• [Problem to solve]: The entries shown here must be retyped in full, with no pictures included.

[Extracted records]
>>

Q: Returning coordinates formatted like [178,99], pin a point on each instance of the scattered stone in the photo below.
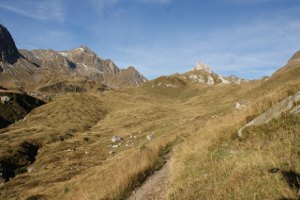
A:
[5,99]
[274,170]
[111,152]
[31,169]
[286,105]
[149,137]
[238,106]
[116,138]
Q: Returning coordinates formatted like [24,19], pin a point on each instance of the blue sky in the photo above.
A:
[248,38]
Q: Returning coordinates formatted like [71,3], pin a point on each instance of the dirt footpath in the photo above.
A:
[155,187]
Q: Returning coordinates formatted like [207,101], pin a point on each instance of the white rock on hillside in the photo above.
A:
[290,104]
[116,138]
[203,67]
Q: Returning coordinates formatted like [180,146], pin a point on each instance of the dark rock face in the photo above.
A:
[8,50]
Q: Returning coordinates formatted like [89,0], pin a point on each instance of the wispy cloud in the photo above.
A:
[247,2]
[40,10]
[99,5]
[251,50]
[154,1]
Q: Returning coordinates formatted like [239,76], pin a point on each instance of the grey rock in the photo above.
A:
[116,138]
[287,105]
[5,99]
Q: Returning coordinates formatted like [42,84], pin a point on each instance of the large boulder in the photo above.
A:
[8,50]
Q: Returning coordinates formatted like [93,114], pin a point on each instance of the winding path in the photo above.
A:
[155,187]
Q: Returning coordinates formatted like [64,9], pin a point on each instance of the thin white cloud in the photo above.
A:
[99,5]
[247,2]
[40,10]
[251,50]
[154,1]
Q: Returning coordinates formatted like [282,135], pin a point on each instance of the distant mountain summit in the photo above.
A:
[203,67]
[8,50]
[37,68]
[202,73]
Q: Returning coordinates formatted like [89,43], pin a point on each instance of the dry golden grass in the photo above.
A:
[75,132]
[214,164]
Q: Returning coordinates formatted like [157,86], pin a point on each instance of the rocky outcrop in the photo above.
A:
[15,106]
[8,50]
[203,74]
[43,67]
[290,105]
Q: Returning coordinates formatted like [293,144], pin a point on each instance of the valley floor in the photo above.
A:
[77,159]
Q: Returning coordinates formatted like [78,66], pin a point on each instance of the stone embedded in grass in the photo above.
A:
[5,99]
[149,137]
[116,138]
[30,169]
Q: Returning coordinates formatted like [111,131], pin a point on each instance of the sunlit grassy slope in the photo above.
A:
[77,160]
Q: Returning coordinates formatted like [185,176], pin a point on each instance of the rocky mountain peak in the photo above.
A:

<<

• [Response box]:
Q: Returning coordinates formatted like [178,99], pin a point on each instance of the scattered stone in the photo below.
A:
[5,99]
[274,170]
[111,152]
[31,169]
[286,105]
[149,137]
[238,106]
[116,138]
Q: Returning coordinates formatted like [24,19], pin a point on each instance of the blue sky in the photo above.
A:
[248,38]
Q: Returning coordinates formatted like [71,3], pin a point on each instance of the dirt footpath in the photo above.
A:
[155,187]
Q: Returning coordinates formatted like [207,101], pin a point on each instance of the white rock on hillside in the photo above.
A:
[290,104]
[116,138]
[203,67]
Q: Returning coordinates formatted like [180,146], pin a point on each instance of the dark rock face in the photo above.
A:
[8,50]
Q: Returning coordinates formatted like [89,0], pin a point on each instance of the wispy cloud in the photo above.
A:
[247,2]
[40,10]
[99,5]
[251,50]
[154,1]
Q: Returning coordinates formatted like [239,76], pin a point on each instance of the grey rock in the photo above.
A:
[116,138]
[287,105]
[5,99]
Q: Returning coordinates formatted like [42,84], pin a point on each instance of the large boulder in the photo above.
A:
[8,50]
Q: Returning coordinates formatted like [93,114], pin a point on each instance of the winding path in the photo above.
A:
[155,187]
Q: Returning coordinates formatted like [64,9], pin a point on each instance of the thin white cloud in the photo above.
A:
[99,5]
[247,2]
[40,10]
[251,50]
[154,1]
Q: Returning coordinates formatted like [282,135], pin a point on each instance of the distant mountain summit in the photo above.
A:
[203,67]
[8,50]
[37,68]
[202,73]
Q: Returning coordinates formatted like [89,43], pin a point on each instance of the dry golden grass in the photo above.
A:
[75,132]
[214,164]
Q: Returning coordinates formatted like [157,86], pin a point on each instance of the rocky outcrop in the photo above.
A:
[15,106]
[8,50]
[203,74]
[43,67]
[290,105]
Q: Returning coordinates formatted like [293,144], pin a point on each instance of the valley floor in the photo above.
A:
[77,159]
Q: Returning coordinates formatted like [78,66], pin a point on each instance of the stone embedded in grass in the photo above.
A:
[5,99]
[149,137]
[116,138]
[30,169]
Q: Returning coordinates formatted like [111,131], pin a point on each instance of the sunlit grassy slope in the photo above.
A:
[77,160]
Q: Returning coordinates formatted like [185,176], pin a point on each instance of the rocky mountain peak in the photo above.
A:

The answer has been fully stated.